# Start of Text section
Hey, this reminds me. I have a need for an nREPL client that is thin and super light-weight, for CLI use. Well, not exactly for CLI use, but for use by an editor that is heavily bought into the idea of small tools and UNIX. Which means, I think, that the client needs to maintain persistent connection, by forking and forwarding.
I started hacking on a tool a few weeks ago (called rep
, because it doesn't l
). But never got it useful.
@eraserhd python? 😄
Vim loads python dynamically, so it can keep the connection open, I thought. Kakoune won't do that.
But a python cli would work?
Python startup time is acceptable, IIRC.
alternatively, use go, I had success with that too.
I started hacking in Rust, 'cause I like it so much.
A bencode decoder can be written quite easily, I encourage you to continue with that path
OK. It's on hold for a couple weeks. I was actually wondering if anybody had done something like this.
# End of Text section
◆ What to work on
1 > Do these statements agree with the chat about an nREPL client? Answer each with yes or no and quote the words that decide it.
(a) The client is meant for an editor that favors small tools and UNIX.
(b) Vim cannot load Python dynamically.
(c) The tool was being written in Rust.
2 > In the chat about an nREPL client, which language is offered as an alternative to Python?
# Start of Extracted data
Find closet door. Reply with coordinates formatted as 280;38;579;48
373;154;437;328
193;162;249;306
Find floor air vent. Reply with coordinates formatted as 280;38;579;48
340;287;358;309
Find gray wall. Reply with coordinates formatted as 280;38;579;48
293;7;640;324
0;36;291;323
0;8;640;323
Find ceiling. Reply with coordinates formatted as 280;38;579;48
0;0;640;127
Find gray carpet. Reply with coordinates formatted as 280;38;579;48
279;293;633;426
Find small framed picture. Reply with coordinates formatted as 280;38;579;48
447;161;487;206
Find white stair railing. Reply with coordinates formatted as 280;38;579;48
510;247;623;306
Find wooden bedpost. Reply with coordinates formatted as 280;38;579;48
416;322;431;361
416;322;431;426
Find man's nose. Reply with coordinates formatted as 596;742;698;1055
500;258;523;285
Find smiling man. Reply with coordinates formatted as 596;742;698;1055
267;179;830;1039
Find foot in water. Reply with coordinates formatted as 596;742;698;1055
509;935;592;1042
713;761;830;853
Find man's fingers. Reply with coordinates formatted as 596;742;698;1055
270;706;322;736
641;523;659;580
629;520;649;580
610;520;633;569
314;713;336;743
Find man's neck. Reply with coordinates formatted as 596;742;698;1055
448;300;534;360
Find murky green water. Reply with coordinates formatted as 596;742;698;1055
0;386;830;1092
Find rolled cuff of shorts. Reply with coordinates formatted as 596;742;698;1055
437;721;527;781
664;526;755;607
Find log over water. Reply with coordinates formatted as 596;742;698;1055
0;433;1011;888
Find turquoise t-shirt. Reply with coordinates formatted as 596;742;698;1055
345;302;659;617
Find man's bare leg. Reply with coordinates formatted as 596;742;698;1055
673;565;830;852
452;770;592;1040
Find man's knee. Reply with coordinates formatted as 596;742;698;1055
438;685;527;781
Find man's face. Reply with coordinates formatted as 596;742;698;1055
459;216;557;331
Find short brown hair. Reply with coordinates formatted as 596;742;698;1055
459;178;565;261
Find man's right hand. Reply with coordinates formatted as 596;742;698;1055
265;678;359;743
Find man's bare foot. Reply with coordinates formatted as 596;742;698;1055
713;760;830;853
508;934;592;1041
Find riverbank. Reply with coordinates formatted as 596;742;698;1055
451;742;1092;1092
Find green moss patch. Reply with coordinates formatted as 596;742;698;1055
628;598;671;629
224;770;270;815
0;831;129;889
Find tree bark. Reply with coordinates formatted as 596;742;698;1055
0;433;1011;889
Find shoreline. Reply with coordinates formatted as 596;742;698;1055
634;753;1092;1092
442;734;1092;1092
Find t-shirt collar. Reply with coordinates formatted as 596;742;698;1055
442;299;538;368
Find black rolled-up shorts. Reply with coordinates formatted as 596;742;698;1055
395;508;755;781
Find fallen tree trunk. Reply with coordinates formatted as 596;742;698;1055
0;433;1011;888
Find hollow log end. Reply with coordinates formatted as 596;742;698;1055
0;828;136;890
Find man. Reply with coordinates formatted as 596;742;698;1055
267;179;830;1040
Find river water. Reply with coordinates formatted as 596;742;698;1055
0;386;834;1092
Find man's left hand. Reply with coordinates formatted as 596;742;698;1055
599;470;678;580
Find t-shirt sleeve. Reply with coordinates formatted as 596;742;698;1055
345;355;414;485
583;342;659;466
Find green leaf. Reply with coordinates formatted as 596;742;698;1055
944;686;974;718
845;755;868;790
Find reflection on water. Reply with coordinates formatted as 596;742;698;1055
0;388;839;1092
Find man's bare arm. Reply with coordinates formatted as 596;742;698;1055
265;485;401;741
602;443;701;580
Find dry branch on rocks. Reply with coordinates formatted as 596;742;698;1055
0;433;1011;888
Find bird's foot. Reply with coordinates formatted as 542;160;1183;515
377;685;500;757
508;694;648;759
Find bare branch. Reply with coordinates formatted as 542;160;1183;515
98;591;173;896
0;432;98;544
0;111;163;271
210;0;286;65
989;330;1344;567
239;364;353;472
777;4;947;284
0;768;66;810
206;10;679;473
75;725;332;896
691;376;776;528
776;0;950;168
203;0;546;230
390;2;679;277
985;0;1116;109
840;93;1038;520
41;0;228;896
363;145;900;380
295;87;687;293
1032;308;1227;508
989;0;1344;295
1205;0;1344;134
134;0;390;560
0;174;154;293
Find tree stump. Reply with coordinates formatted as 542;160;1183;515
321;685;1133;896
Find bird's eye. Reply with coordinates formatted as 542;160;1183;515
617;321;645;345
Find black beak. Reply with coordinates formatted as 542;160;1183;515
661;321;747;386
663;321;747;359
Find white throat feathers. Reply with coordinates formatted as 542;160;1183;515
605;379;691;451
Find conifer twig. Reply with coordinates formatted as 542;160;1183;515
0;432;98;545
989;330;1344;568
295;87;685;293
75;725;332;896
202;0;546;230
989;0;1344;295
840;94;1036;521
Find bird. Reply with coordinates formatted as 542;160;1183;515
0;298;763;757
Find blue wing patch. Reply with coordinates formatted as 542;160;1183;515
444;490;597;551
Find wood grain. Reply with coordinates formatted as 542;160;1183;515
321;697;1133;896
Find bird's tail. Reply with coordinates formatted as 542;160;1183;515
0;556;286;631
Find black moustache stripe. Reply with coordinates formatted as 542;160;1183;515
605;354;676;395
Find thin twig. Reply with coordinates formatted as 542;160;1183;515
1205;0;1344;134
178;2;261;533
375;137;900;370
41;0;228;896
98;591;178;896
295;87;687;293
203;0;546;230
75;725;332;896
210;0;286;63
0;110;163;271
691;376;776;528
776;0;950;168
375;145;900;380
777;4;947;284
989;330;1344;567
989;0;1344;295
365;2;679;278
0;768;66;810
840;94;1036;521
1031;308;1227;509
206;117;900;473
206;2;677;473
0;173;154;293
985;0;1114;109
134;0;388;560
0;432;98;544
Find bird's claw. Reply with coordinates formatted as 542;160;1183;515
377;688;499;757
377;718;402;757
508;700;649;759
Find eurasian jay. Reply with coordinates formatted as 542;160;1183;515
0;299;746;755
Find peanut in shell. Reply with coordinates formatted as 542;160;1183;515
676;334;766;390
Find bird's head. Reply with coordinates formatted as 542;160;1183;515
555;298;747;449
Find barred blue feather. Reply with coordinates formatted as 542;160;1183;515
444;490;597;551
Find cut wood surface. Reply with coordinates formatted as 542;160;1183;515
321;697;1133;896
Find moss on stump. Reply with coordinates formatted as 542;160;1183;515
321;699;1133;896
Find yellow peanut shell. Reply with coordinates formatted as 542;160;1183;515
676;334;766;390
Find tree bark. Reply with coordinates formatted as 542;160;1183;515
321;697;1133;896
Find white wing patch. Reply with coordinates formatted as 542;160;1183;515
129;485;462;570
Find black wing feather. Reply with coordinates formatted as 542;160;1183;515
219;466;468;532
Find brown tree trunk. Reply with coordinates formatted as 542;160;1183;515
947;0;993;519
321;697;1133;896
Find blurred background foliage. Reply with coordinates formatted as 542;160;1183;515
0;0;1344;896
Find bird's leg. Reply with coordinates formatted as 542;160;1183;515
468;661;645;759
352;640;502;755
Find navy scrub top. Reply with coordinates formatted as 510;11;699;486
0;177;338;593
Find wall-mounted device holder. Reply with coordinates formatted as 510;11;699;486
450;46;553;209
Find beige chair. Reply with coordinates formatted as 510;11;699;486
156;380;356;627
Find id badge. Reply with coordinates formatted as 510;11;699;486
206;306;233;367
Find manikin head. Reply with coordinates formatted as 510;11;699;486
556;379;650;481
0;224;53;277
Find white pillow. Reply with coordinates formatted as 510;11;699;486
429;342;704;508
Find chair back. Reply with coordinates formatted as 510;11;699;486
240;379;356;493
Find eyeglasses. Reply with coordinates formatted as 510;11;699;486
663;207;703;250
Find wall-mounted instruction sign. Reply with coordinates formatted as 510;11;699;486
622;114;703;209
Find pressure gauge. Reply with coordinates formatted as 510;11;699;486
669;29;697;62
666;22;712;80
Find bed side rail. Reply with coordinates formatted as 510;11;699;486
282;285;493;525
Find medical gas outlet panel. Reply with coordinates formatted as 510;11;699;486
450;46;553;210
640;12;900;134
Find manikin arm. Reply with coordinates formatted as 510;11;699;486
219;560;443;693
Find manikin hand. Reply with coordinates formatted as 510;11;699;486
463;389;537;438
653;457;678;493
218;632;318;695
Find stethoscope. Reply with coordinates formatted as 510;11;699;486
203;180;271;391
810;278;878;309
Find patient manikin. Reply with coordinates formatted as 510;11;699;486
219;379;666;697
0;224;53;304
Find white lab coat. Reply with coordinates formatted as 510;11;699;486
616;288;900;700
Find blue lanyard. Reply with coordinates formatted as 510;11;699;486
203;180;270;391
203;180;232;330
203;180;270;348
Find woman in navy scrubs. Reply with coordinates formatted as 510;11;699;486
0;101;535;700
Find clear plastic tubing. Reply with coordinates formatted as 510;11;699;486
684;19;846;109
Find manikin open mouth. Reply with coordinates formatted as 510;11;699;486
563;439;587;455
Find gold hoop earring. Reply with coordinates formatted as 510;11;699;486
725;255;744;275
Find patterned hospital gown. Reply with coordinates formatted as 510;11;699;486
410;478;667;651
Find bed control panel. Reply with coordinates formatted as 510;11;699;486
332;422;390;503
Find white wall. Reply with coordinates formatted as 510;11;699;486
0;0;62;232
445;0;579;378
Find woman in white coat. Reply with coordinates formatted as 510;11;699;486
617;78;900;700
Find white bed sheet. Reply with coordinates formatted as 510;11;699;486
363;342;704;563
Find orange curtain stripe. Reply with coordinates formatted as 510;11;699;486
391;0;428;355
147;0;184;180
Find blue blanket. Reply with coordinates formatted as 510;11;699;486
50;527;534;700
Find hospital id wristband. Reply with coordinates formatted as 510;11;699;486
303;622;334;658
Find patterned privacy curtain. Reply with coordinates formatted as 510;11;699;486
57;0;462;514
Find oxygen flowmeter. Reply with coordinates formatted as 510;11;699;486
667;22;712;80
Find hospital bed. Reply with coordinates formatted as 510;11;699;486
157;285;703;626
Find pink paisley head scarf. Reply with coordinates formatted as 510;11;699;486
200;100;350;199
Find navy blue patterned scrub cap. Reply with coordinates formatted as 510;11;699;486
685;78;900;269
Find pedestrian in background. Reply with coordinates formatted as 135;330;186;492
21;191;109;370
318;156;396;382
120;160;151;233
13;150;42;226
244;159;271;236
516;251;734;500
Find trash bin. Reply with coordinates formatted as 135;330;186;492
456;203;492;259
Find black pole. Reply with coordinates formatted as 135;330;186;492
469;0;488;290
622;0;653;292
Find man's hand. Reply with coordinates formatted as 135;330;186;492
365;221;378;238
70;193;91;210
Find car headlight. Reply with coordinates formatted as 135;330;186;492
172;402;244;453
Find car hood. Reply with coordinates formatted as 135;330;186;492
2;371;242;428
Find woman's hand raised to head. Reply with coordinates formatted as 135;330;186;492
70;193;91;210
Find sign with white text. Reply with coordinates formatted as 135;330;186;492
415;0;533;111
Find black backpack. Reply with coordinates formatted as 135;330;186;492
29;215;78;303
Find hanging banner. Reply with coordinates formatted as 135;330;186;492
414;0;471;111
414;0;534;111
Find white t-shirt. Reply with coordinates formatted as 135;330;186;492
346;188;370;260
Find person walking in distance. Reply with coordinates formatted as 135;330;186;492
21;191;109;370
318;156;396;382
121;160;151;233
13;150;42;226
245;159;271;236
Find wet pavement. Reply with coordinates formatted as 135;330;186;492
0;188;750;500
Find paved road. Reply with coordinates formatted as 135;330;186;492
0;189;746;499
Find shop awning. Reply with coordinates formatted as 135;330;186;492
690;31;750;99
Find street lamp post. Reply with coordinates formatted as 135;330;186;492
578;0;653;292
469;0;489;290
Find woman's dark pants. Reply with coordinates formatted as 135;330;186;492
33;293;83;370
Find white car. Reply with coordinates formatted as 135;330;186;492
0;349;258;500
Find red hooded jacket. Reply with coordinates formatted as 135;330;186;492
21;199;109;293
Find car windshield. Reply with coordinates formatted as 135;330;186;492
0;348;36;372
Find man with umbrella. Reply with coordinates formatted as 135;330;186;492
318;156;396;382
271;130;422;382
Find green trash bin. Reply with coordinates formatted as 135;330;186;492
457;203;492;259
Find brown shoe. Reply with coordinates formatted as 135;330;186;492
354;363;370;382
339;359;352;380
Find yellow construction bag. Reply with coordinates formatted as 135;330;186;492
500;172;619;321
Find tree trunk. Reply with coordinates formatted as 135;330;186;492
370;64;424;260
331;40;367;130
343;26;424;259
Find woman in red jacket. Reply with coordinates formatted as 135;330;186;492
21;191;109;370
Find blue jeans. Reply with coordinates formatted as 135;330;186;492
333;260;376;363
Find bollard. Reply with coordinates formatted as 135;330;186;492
# End of Extracted data
◆ Task answers
1 >
(a) Yes: "but for use by an editor that is heavily bought into the idea of small tools and UNIX."
(b) No: "Vim loads python dynamically, so it can keep the connection open, I thought."
(c) Yes: "I started hacking in Rust, 'cause I like it so much."

2 > Go, which the speaker says they had success with.